Revise the rows below by swapping every "formatted as" for "written as" and leaving all else unchanged. Omit the pictures from your answer.

Point-based annotation data |
========================
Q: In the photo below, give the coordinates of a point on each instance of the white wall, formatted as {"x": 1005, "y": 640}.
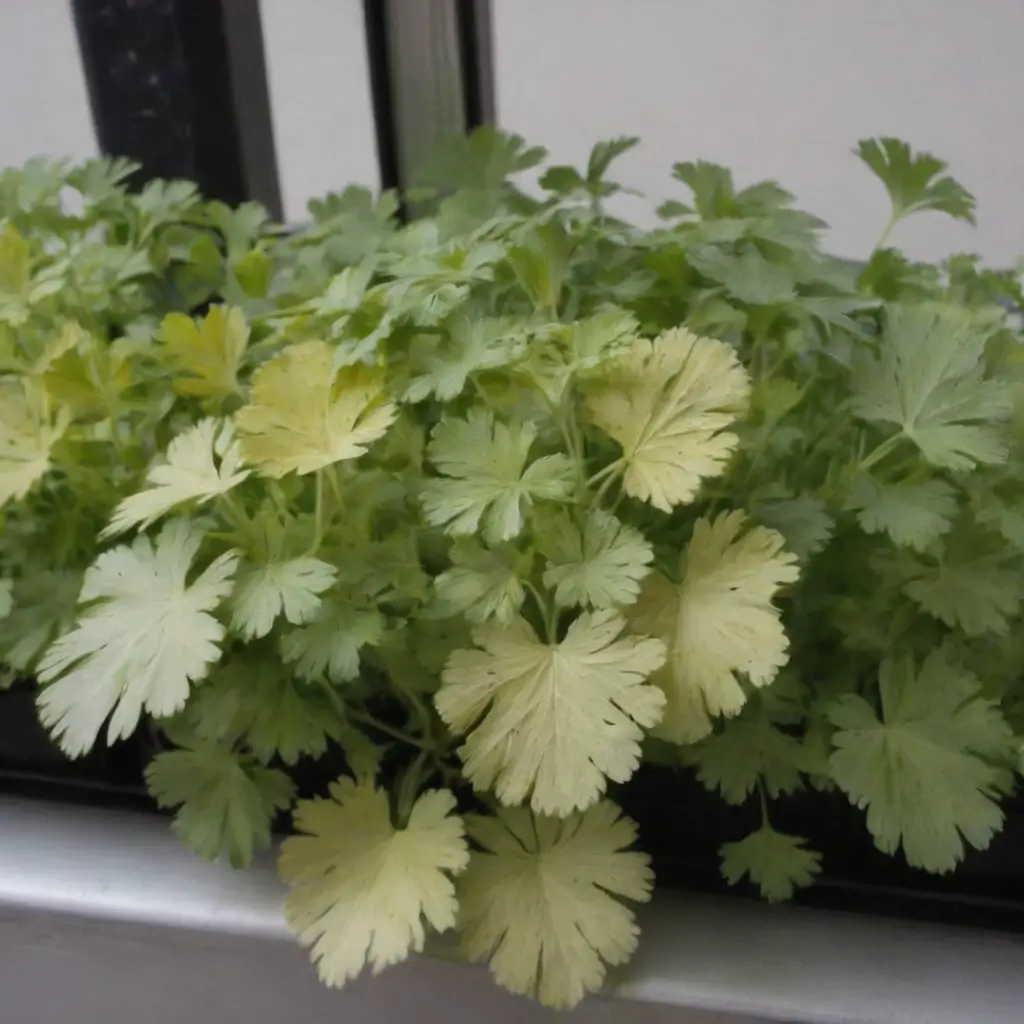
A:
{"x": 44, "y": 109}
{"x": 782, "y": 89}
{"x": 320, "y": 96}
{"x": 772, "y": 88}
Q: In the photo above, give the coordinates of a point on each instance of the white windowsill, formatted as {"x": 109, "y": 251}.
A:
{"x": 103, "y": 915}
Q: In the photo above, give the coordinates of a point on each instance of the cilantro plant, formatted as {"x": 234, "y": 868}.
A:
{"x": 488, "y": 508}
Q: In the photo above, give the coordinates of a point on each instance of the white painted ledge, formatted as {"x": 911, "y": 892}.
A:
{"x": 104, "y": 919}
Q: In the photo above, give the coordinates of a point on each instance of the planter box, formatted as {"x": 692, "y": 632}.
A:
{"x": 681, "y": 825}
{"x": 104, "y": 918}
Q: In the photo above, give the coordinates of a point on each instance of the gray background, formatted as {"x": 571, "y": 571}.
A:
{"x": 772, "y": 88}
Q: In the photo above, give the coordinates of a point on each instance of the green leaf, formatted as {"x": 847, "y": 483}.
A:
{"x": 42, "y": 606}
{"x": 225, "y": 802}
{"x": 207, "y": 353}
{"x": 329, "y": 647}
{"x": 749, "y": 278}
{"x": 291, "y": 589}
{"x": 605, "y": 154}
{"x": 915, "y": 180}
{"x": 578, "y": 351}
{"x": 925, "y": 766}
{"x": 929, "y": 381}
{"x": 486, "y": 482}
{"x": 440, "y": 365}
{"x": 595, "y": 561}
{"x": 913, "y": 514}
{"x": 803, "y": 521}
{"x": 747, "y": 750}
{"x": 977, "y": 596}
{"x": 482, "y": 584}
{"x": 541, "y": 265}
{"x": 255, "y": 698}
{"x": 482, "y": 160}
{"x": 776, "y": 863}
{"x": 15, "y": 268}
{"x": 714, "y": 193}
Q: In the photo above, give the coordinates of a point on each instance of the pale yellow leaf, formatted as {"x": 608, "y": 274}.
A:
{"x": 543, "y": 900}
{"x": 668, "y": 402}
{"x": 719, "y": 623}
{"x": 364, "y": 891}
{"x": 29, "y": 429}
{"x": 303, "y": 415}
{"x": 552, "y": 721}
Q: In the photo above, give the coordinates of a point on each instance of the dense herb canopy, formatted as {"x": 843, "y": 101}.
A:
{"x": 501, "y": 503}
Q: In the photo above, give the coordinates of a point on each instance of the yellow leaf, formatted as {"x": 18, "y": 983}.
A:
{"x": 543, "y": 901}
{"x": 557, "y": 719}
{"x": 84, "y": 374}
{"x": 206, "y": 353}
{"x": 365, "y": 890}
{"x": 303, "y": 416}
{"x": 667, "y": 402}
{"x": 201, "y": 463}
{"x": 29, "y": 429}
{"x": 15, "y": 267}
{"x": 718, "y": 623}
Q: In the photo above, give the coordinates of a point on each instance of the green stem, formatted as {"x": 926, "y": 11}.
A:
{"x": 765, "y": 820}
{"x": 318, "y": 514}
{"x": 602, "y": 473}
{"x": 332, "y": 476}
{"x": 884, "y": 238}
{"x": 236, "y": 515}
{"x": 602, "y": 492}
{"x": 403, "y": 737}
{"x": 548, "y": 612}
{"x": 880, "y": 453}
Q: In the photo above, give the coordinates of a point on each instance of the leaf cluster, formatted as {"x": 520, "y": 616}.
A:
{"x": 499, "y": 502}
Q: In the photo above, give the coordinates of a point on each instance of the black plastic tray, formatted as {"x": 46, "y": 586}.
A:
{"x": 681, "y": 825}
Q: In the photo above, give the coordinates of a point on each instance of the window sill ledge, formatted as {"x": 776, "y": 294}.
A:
========================
Answer for this exercise |
Q: In the photo below, give the coordinates of a point on each instance of the white wall, written as {"x": 1005, "y": 640}.
A:
{"x": 44, "y": 109}
{"x": 782, "y": 89}
{"x": 320, "y": 96}
{"x": 772, "y": 88}
Q: In the photo above, give the coordinates of a point on each instance of the white windowsill, written as {"x": 109, "y": 251}.
A:
{"x": 103, "y": 915}
Q: In the photo above, give the coordinates of a point on each instance of the cilantro plant, written as {"x": 234, "y": 868}.
A:
{"x": 488, "y": 508}
Q: In the photo above, give the coordinates of a point on each instance of the white painted ledge, written as {"x": 911, "y": 892}.
A:
{"x": 104, "y": 919}
Q: In the photo above, give the coordinates of a point on each instance of the planter box, written as {"x": 692, "y": 632}.
A:
{"x": 681, "y": 825}
{"x": 104, "y": 918}
Q: In the photo above, give the coordinates of a point on each instance of the gray background, written as {"x": 571, "y": 571}.
A:
{"x": 772, "y": 88}
Q: In the photo above, give the coordinates of a point on each instance of the green leaf, written as {"x": 847, "y": 483}.
A:
{"x": 42, "y": 606}
{"x": 225, "y": 802}
{"x": 207, "y": 353}
{"x": 329, "y": 647}
{"x": 749, "y": 278}
{"x": 291, "y": 589}
{"x": 605, "y": 154}
{"x": 915, "y": 180}
{"x": 578, "y": 351}
{"x": 925, "y": 766}
{"x": 929, "y": 381}
{"x": 486, "y": 482}
{"x": 440, "y": 365}
{"x": 595, "y": 561}
{"x": 913, "y": 514}
{"x": 803, "y": 521}
{"x": 747, "y": 750}
{"x": 977, "y": 596}
{"x": 482, "y": 584}
{"x": 541, "y": 265}
{"x": 255, "y": 698}
{"x": 482, "y": 160}
{"x": 776, "y": 863}
{"x": 15, "y": 268}
{"x": 714, "y": 193}
Q: In the photo above, give the coordinates of a point on each instance of the pale yellow leaf, written as {"x": 608, "y": 274}.
A:
{"x": 543, "y": 900}
{"x": 668, "y": 402}
{"x": 719, "y": 623}
{"x": 364, "y": 891}
{"x": 29, "y": 429}
{"x": 303, "y": 415}
{"x": 552, "y": 721}
Q: In the photo above, give the coordinates of a point on each instance of the dense herb canopy, written as {"x": 843, "y": 101}.
A:
{"x": 501, "y": 503}
Q: In the photo above, give the coordinates of a point on each instance of the yellow leaf, written as {"x": 18, "y": 983}.
A:
{"x": 543, "y": 901}
{"x": 557, "y": 719}
{"x": 84, "y": 374}
{"x": 206, "y": 353}
{"x": 365, "y": 890}
{"x": 303, "y": 416}
{"x": 667, "y": 402}
{"x": 201, "y": 463}
{"x": 29, "y": 429}
{"x": 15, "y": 267}
{"x": 718, "y": 623}
Q: In the photo above, give the coordinates of a point on each instance of the green stem, written as {"x": 926, "y": 11}.
A:
{"x": 765, "y": 820}
{"x": 318, "y": 514}
{"x": 602, "y": 473}
{"x": 332, "y": 476}
{"x": 884, "y": 238}
{"x": 236, "y": 515}
{"x": 602, "y": 492}
{"x": 403, "y": 737}
{"x": 548, "y": 612}
{"x": 880, "y": 453}
Q: In the photo above, give the coordinates of a point on each instance of the leaf cluster, written as {"x": 520, "y": 616}.
A:
{"x": 499, "y": 502}
Q: In the photo above, give the coordinates of a point on each instance of the black plastic tray, written as {"x": 46, "y": 586}.
A:
{"x": 681, "y": 825}
Q: In the photo above, give the coordinates of a point on each instance of the window sill ledge, written as {"x": 776, "y": 294}.
A:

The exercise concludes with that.